AIM OF THE EXERCISE
Quote, without any change, the line that contains "Query: child in purple jacket" and all lines that follow it to the end of the data below.
[START OF DATASET EXTRACT]
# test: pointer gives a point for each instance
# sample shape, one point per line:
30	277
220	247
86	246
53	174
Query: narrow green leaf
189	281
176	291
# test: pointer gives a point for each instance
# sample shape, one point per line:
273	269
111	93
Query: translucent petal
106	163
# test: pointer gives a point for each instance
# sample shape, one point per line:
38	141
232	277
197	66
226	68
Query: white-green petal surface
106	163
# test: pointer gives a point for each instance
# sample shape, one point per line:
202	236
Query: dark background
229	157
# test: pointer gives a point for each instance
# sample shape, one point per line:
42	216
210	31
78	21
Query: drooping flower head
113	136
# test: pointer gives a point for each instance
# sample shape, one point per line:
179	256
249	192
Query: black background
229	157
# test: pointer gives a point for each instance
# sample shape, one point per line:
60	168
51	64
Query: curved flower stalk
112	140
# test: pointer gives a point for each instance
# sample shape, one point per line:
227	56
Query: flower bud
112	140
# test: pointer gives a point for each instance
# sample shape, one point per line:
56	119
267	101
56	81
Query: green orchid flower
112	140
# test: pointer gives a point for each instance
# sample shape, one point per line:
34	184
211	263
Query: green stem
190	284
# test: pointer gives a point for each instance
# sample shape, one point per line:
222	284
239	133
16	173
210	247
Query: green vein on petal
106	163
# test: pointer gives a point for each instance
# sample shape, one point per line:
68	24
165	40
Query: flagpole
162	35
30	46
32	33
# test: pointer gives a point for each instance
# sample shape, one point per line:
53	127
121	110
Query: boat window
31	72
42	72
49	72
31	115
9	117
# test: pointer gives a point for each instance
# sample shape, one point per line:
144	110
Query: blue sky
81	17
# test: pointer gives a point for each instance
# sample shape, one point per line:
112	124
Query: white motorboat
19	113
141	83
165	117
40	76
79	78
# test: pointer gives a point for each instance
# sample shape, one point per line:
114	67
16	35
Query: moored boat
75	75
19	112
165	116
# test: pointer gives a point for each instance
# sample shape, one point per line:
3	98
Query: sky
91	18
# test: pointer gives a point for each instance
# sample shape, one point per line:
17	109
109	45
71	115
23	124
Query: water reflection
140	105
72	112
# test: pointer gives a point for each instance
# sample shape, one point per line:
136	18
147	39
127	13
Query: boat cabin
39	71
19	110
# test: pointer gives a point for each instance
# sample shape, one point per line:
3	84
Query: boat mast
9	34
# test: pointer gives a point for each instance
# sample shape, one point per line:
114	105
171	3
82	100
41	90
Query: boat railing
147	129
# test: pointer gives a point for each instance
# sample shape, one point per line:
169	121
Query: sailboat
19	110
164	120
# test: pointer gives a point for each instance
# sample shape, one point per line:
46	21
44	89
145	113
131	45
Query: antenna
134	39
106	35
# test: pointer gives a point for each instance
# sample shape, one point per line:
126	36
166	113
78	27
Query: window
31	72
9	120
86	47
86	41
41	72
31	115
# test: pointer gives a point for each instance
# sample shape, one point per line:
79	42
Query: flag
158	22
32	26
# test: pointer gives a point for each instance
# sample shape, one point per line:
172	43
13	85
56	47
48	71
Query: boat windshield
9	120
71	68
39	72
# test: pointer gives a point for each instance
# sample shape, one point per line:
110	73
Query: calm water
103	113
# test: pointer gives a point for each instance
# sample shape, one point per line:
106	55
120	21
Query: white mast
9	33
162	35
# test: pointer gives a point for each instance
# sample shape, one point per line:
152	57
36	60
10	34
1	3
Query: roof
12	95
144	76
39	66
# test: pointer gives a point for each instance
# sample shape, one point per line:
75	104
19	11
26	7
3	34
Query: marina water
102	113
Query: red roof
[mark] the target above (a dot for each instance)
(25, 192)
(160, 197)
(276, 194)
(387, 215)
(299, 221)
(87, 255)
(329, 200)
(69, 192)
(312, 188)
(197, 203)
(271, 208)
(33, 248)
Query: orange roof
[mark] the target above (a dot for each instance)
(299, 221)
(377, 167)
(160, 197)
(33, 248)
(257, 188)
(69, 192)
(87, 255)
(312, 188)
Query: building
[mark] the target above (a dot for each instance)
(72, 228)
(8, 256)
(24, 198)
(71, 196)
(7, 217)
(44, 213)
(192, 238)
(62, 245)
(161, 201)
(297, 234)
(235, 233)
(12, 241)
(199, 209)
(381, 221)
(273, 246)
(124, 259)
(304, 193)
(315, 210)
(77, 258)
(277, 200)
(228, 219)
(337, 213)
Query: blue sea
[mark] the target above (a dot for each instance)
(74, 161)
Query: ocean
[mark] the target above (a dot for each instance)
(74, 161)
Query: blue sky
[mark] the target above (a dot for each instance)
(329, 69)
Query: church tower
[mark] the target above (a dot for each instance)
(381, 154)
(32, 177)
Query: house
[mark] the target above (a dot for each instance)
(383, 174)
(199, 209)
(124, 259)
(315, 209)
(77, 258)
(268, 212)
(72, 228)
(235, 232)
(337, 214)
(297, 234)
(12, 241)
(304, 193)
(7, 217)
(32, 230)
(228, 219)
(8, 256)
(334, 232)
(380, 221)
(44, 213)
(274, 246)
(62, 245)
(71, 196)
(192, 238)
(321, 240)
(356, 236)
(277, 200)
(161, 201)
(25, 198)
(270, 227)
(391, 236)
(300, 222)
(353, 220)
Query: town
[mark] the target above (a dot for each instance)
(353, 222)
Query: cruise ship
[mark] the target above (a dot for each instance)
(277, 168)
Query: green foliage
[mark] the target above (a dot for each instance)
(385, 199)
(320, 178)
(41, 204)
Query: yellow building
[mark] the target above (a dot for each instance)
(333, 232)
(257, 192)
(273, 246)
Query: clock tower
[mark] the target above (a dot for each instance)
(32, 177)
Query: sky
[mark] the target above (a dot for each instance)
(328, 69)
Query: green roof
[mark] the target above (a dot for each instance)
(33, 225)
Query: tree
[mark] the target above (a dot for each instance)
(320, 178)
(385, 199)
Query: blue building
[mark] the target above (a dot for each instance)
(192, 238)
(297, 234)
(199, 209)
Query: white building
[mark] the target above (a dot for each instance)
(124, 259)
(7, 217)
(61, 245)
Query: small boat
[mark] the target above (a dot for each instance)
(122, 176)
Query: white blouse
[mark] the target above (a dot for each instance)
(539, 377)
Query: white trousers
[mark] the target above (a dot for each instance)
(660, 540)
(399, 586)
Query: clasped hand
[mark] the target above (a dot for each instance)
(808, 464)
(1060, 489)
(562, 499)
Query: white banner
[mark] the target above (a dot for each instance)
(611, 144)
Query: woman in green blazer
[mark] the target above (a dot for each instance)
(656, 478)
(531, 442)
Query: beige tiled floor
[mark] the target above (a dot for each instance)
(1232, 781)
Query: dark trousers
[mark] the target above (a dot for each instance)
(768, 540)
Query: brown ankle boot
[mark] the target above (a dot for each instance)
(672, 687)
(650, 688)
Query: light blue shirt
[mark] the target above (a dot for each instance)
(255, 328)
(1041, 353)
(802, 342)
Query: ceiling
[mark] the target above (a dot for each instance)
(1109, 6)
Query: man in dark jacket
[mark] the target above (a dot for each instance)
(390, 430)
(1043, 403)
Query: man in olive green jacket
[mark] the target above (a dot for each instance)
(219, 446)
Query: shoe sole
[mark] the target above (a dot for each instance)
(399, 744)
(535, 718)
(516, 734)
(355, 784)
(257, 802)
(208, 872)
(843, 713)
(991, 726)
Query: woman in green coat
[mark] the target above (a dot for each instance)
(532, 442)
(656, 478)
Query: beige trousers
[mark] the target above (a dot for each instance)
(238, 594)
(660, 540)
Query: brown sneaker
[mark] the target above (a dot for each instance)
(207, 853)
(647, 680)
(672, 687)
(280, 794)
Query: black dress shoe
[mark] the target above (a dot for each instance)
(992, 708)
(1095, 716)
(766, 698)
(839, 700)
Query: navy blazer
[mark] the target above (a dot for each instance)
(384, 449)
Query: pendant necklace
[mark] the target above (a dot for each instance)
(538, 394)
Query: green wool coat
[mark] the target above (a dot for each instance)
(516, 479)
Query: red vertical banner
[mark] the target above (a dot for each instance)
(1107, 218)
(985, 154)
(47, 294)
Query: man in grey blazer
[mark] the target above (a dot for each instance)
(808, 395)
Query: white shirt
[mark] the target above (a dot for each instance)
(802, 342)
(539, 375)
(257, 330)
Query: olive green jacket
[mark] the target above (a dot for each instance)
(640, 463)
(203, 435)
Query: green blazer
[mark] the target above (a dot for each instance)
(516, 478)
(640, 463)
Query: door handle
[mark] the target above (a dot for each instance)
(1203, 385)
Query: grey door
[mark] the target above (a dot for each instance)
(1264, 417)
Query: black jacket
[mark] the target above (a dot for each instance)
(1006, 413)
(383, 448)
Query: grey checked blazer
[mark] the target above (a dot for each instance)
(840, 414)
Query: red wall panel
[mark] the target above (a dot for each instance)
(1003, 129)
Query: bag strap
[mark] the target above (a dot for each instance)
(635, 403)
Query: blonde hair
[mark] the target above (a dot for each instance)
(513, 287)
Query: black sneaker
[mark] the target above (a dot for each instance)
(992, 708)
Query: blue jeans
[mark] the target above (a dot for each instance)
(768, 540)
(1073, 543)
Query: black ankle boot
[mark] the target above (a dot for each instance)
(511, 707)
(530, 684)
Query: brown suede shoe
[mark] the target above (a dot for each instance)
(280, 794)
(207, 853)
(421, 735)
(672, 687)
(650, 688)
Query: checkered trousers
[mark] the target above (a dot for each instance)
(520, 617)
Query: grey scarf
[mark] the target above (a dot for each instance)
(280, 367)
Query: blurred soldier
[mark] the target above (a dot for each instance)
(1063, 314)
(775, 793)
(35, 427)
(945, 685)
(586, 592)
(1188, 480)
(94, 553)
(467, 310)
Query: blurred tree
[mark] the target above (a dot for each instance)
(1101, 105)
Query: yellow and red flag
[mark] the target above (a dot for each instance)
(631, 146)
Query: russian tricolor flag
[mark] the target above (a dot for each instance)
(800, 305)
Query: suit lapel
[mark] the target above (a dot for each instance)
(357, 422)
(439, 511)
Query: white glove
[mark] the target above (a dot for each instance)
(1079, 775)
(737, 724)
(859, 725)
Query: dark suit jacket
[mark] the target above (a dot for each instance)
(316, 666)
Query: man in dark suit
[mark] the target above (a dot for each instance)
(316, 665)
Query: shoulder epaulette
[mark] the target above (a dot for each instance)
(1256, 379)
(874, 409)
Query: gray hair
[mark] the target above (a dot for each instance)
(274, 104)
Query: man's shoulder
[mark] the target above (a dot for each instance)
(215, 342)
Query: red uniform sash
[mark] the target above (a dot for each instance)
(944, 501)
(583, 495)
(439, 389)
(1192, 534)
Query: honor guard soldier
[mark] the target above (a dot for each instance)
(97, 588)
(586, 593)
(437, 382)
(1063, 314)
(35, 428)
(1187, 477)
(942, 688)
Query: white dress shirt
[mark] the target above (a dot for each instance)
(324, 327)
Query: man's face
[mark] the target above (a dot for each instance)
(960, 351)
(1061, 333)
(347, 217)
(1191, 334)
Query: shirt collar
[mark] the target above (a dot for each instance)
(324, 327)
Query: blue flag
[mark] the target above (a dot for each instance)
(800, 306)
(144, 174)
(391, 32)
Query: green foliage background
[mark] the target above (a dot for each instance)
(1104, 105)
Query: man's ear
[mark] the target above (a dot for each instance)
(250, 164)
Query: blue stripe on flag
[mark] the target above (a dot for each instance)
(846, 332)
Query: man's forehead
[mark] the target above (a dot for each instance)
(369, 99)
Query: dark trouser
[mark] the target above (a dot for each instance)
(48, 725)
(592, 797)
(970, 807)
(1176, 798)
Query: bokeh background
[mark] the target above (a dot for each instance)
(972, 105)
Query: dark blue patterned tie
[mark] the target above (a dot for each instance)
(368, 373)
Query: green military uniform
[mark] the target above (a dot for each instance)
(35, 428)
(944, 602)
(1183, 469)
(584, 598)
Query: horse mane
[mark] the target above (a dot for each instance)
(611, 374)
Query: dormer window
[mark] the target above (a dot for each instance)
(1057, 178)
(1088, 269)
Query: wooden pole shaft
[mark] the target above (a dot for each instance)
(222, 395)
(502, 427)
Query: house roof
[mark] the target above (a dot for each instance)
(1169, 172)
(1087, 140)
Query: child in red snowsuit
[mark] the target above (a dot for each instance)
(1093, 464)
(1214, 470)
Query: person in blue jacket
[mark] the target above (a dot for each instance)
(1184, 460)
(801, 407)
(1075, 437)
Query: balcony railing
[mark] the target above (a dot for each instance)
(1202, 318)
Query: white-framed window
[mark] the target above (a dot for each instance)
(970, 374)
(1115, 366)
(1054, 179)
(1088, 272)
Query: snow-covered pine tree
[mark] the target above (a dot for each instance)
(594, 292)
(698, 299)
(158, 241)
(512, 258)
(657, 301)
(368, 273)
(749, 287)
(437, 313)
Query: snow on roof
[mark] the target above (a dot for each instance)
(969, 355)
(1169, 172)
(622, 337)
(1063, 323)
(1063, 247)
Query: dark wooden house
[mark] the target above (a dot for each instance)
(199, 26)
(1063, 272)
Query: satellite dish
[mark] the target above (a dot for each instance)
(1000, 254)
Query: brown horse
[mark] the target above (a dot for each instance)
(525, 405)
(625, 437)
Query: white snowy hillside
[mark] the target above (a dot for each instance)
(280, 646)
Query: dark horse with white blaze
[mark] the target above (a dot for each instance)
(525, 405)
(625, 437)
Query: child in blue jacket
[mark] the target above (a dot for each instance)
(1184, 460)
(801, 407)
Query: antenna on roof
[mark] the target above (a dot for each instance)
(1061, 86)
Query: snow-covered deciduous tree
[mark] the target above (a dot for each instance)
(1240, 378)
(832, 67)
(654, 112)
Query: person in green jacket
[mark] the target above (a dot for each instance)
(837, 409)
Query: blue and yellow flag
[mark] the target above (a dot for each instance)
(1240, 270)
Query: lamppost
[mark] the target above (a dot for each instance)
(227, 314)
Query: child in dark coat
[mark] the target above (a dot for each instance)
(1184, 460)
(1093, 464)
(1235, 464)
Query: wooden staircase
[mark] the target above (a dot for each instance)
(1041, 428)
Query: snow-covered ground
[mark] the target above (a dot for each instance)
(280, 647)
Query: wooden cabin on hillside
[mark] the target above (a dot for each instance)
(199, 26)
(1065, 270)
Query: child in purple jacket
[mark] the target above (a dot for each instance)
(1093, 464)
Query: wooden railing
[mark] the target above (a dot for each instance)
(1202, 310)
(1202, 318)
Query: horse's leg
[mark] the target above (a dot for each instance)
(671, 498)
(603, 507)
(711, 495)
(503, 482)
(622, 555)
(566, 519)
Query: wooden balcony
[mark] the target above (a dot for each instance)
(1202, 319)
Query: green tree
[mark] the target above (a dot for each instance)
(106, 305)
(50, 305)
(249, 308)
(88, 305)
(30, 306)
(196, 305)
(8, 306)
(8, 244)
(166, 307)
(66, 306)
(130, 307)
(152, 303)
[END OF DATASET EXTRACT]
SOLUTION FOR THIS EXERCISE
Query: child in purple jacket
[mark] the target above (a dot for each instance)
(1093, 464)
Query: wooden railing
[mark] the target above (a dot for each instance)
(1202, 310)
(1202, 318)
Query: horse's leg
[mark] the target above (a dot for each instance)
(671, 498)
(603, 507)
(711, 495)
(503, 482)
(622, 555)
(566, 519)
Query: wooden balcony
[mark] the target above (a dot for each instance)
(1202, 319)
Query: green tree
[mark] the target above (a dot for each instance)
(106, 305)
(50, 305)
(249, 308)
(88, 305)
(30, 306)
(196, 305)
(8, 306)
(8, 244)
(166, 307)
(66, 306)
(130, 307)
(152, 303)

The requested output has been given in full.